- Short problem -
Edit the records starting at the line that contains "the stone wall" and running through the end of the records. Change "place a point" to "mark a point" wherever it occurs, and leave everything else as it is.

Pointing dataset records

■ ■ ■ ■ ■ ■ ■

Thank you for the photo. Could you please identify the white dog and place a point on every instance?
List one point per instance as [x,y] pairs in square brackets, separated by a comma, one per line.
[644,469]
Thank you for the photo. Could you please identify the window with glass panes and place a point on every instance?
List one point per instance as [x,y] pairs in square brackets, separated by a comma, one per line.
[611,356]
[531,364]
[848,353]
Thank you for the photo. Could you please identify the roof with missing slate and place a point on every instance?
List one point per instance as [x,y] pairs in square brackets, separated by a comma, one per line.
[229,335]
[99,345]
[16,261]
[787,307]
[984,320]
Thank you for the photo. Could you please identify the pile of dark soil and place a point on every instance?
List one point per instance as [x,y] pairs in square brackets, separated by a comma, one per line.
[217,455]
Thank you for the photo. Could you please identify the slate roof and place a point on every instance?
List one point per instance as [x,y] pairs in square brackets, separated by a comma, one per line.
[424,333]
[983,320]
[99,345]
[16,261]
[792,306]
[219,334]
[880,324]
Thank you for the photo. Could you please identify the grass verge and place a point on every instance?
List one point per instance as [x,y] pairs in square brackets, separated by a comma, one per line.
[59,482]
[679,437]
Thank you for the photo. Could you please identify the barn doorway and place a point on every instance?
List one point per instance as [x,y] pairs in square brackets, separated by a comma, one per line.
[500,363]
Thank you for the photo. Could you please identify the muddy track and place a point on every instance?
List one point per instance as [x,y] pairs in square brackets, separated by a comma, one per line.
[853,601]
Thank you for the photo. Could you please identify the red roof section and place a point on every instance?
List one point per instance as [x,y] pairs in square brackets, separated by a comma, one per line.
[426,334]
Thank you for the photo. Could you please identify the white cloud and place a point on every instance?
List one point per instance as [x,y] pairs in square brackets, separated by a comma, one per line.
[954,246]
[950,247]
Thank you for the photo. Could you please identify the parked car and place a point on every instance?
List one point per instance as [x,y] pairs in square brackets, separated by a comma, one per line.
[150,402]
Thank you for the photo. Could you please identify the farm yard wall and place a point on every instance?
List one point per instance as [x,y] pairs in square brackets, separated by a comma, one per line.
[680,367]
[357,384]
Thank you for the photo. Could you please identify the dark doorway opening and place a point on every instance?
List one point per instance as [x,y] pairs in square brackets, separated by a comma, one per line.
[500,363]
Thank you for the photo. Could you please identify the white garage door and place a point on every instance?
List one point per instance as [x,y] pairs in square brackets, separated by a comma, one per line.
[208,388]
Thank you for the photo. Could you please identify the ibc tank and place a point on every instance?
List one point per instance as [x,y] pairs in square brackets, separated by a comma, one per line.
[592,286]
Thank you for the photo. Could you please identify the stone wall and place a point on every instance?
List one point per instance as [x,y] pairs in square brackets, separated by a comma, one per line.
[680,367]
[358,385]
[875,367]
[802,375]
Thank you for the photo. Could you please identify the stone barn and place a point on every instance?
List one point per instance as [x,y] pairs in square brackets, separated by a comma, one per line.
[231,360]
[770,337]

■ ■ ■ ■ ■ ■ ■

- The completed task -
Thank you for the photo. Could you please identify the stone wall and mark a point on every instance?
List one point per instance as [x,y] pairs in square brackets, separated by a comma, one per line.
[680,367]
[358,385]
[875,367]
[802,375]
Thank you for the photo. Could you please identify the stone barn and mark a point on every instance?
List one point per instance as [x,y] pairs in square brackets, separated by a comma, one per line.
[231,360]
[770,337]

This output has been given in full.